■ Data rows:
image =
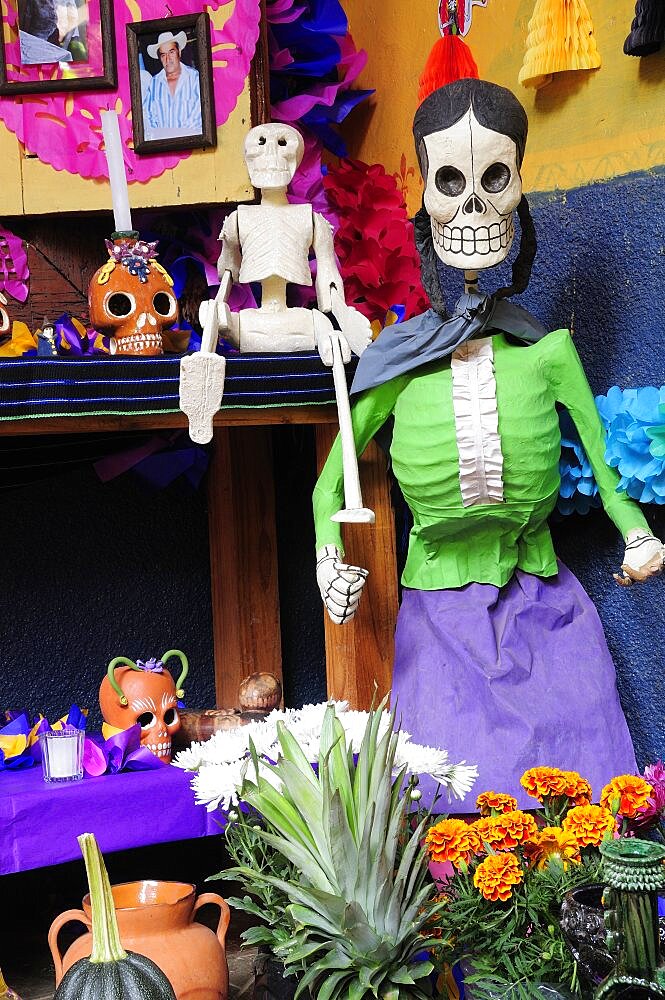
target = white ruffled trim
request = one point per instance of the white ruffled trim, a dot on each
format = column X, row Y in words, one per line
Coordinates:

■ Problem details: Copy every line of the listing above word for word, leaving out the pictures.

■ Answer for this exercise:
image =
target = white ruffled trim
request = one point per instance of the white ruffled trim, a dot on each
format = column X, row Y in words, one per line
Coordinates:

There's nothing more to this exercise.